§ **Data for this task**:
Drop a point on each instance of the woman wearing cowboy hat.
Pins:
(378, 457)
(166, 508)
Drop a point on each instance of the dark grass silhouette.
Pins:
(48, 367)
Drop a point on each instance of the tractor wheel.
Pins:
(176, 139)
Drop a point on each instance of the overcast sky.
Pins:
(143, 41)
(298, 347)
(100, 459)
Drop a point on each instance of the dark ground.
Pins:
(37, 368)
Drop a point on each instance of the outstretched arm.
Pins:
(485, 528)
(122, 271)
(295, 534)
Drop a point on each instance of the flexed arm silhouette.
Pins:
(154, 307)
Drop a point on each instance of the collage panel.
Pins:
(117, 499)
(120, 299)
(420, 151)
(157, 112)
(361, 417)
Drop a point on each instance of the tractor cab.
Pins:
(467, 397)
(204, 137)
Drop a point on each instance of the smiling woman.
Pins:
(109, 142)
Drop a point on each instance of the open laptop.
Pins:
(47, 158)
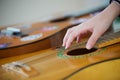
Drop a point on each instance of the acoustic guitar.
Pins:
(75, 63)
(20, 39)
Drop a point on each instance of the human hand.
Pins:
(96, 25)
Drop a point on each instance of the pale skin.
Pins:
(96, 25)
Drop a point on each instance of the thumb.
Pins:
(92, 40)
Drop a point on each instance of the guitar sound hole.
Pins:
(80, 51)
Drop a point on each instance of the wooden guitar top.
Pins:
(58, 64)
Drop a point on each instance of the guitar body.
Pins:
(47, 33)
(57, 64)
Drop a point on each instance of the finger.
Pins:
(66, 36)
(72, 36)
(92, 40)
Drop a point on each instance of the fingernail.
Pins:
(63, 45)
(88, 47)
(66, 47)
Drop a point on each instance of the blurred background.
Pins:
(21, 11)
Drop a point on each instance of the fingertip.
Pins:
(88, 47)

§ **Exercise aim**:
Every entry above, pictures excluded, needs to be duplicated exactly.

§ **Output of the task**:
Drop a point on each instance of the woman wearing cowboy hat.
Pins:
(378, 457)
(166, 508)
Drop a point on each instance of the dark grass silhouette.
Pins:
(48, 367)
Drop a point on each instance of the tractor wheel.
Pins:
(176, 139)
Drop a point on each instance of the overcast sky.
Pins:
(143, 41)
(298, 347)
(100, 459)
Drop a point on each instance of the dark ground.
Pins:
(37, 368)
Drop a point on each instance of the outstretched arm.
Pins:
(485, 528)
(122, 271)
(295, 534)
Drop a point on each instance of the flexed arm silhouette.
Pins:
(154, 307)
Drop a point on each instance of the collage panel.
Pins:
(117, 499)
(120, 299)
(420, 151)
(157, 112)
(361, 417)
Drop a point on each instance of the tractor cab.
Pins:
(467, 397)
(204, 137)
Drop a point on each instance of the smiling woman.
Pins:
(109, 142)
Drop a point on each instance of the open laptop.
Pins:
(47, 158)
Drop a point on each instance of the acoustic guitar.
Pins:
(75, 63)
(20, 39)
Drop a point on each instance of the human hand.
Pins:
(96, 25)
Drop a point on each instance of the pale skin.
Pins:
(96, 25)
Drop a point on each instance of the thumb.
Pins:
(92, 40)
Drop a point on each instance of the guitar sound hole.
Pins:
(80, 51)
Drop a point on each instance of the wooden guitar top.
Pins:
(58, 64)
Drop a point on each instance of the guitar body.
Pins:
(47, 33)
(57, 64)
Drop a point on each instance of the finger.
Pins:
(66, 36)
(72, 36)
(92, 40)
Drop a point on each instance of the fingernail.
Pins:
(63, 45)
(88, 47)
(66, 47)
Drop a point on each instance of the blurred background.
Pins:
(21, 11)
Drop a point on each instance of the fingertip.
Pins:
(88, 47)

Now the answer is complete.